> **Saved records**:
:::::
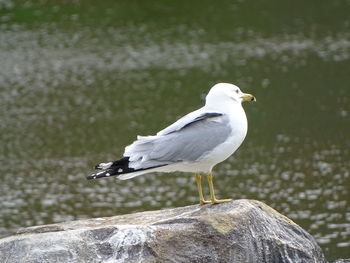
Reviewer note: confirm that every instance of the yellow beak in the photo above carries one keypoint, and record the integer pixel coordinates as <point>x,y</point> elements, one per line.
<point>248,97</point>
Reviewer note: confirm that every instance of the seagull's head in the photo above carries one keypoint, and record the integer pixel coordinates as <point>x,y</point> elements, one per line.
<point>226,92</point>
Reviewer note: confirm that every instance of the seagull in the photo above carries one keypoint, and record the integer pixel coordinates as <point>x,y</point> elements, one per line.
<point>195,143</point>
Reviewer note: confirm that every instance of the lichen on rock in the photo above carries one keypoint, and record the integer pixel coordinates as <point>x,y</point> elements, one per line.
<point>240,231</point>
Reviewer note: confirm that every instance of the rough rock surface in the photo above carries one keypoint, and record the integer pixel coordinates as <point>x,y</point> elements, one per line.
<point>239,231</point>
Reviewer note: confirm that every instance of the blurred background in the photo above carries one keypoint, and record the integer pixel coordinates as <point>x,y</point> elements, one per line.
<point>80,79</point>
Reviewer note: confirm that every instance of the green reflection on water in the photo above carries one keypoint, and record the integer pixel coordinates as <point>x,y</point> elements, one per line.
<point>79,80</point>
:::::
> **WORK TO BE COMPLETED**:
Reproduce all of the material above word for word, leaving out the pictures.

> **SOLUTION FOR THIS PROBLEM**:
Reviewer note: confirm that every instance of the yellow beak in the photo above carries one keypoint, and record the integer pixel coordinates as <point>x,y</point> elements, one per line.
<point>248,97</point>
Reviewer note: confirm that every instance of the seagull's head in the photo above carries one keypoint, and record the integer pixel coordinates as <point>x,y</point> elements, one per line.
<point>226,92</point>
Reviewer note: confirm that every instance of the seagull in the photo above carries one keypoint, and record the integer pixel coordinates as <point>x,y</point> elements, one per line.
<point>195,143</point>
Reviewer note: confirm that every instance of the lichen on rock in the photo above carries one keypoint, and record the integer pixel coordinates as <point>x,y</point> elements, one per line.
<point>240,231</point>
Reviewer note: confirm that every instance of the rough rock surface in the photo above carries one keypoint, and record the integer pixel coordinates as <point>x,y</point> elements, one per line.
<point>239,231</point>
Reviewer note: confirm that every instance of the blurred background in the photo above carries one keypoint, and record the integer pixel coordinates as <point>x,y</point> elements, one per line.
<point>80,79</point>
Reviewer note: confirm that every instance of the green reflection on water in the photo above carries one keypoint, and record the integer pixel coordinates as <point>x,y</point> elements, one per line.
<point>79,80</point>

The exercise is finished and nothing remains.